- WHAT IS REQUIRED -
Return the passage of the breast cancer text from "It is possible" to "yet unknown factors.", copied exactly.

- READING TEXT -
━━━━━━━━━━━━━━━━

Some gene mutations are inherited. This means the DNA changes are in every cell in your body and can increase the risk for developing certain cancers. They are to blame for many of the cancers that run in some families.

However, most DNA changes related to breast cancer are acquired in breast cells during a woman's life rather than having been inherited.  These acquired mutations may be caused by factors like radiation exposure or contact with cancer-causing agents.  The causes of most acquired gene mutations that could lead to breast cancer are unknown.

Is breast cancer preventable?

It is possible to identify risk factors and make lifestyle changes that can lower risk; however, about 70% of women diagnosed with breast cancer have no identifiable risk factors, meaning that breast cancer occurs mostly by chance and from as yet unknown factors.

Risk factors that cannot be changed

  • Being female
  • Getting older
  • Certain inherited genes
  • Family history of breast cancer 
  • Personal history of breast cancer
  • Race/Ethnicity
  • Dense breast tissue
  • Starting menstruation before age 12
  • Menopause after age 55
  • Some benign breast conditions
  • Radiation therapy to the chest as a child or young adult
  • Exposure to diethylstilbestrol (DES)


However, there are many modifiable lifestyle factors that can decrease breast cancer risk.

  • Alcohol consumption-drinking more than one alcoholic drink per day increases breast cancer risk
  • Obesity-weight gain after menopause increases breast cancer risk. 
  • Physical activity-exercise reduces breast cancer risk
  • Having children-women who have not had children or who had their first child after age 30 have a slightly higher breast cancer risk overall.
  • Birth control- studies have found that women using birth control pills have a slightly higher risk of breast cancer than women who have never used them. Once the pills are stopped, this risk seems to go back to normal over time. 
  • Hormone replacement therapy(HRT)-discuss with your doctor your breast cancer risk vs. benefit with HRT
 

I have no family history of breast cancer.  Do I still need screening mammography?

━━━━━━━━━━━━━━━━

- GIVEN ENTRIES -
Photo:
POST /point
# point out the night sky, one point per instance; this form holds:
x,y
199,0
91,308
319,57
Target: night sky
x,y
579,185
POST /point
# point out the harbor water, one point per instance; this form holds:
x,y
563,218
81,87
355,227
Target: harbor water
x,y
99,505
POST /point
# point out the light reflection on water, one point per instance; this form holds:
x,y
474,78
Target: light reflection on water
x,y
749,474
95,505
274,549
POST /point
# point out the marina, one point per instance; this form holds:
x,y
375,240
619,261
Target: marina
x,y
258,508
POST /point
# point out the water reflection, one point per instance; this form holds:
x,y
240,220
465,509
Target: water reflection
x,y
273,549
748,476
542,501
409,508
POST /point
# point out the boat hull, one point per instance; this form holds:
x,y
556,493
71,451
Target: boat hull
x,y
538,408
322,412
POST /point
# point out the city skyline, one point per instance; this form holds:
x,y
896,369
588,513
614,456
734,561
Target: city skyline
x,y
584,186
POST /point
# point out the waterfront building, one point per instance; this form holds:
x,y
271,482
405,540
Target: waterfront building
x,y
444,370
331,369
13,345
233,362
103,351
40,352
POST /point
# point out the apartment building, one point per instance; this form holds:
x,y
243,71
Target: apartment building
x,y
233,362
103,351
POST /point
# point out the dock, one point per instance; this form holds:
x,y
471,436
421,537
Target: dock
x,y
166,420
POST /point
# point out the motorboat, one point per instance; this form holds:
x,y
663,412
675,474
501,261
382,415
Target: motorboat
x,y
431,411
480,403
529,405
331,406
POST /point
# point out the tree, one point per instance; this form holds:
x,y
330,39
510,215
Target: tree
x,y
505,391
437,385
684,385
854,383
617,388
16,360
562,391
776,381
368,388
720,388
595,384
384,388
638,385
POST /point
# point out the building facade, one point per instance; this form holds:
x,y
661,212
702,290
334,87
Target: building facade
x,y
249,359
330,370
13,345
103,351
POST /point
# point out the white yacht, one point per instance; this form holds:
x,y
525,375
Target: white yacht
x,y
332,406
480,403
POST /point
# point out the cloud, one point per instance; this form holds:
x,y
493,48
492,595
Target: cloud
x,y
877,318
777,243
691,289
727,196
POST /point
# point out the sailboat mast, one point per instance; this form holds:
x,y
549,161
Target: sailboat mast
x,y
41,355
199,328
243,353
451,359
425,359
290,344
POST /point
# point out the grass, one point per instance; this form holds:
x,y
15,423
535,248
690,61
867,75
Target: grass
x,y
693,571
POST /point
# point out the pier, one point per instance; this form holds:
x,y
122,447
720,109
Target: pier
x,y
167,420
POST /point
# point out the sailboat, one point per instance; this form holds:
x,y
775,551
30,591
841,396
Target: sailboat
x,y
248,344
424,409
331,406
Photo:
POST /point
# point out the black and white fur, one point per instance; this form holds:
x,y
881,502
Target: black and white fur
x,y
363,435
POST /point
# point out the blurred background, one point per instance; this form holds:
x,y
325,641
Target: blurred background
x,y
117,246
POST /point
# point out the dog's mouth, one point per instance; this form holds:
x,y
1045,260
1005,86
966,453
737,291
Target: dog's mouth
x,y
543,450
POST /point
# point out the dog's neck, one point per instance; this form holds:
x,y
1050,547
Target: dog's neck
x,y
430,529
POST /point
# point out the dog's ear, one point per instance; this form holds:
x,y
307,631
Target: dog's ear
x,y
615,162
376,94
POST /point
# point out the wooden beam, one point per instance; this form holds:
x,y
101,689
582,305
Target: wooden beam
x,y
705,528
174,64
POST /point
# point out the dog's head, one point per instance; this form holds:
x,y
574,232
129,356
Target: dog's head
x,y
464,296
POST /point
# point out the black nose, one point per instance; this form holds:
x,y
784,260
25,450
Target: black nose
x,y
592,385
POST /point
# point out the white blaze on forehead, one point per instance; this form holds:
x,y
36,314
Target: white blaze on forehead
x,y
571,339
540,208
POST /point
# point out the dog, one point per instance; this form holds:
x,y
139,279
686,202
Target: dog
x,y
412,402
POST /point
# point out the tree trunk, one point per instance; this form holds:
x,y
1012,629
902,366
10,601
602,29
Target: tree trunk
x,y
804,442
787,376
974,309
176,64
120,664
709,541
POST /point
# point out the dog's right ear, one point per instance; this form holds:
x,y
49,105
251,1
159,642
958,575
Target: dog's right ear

━━━━━━━━━━━━━━━━

- TASK OUTPUT -
It is possible to identify risk factors and make lifestyle changes that can lower risk; however, about 70% of women diagnosed with breast cancer have no identifiable risk factors, meaning that breast cancer occurs mostly by chance and from as yet unknown factors.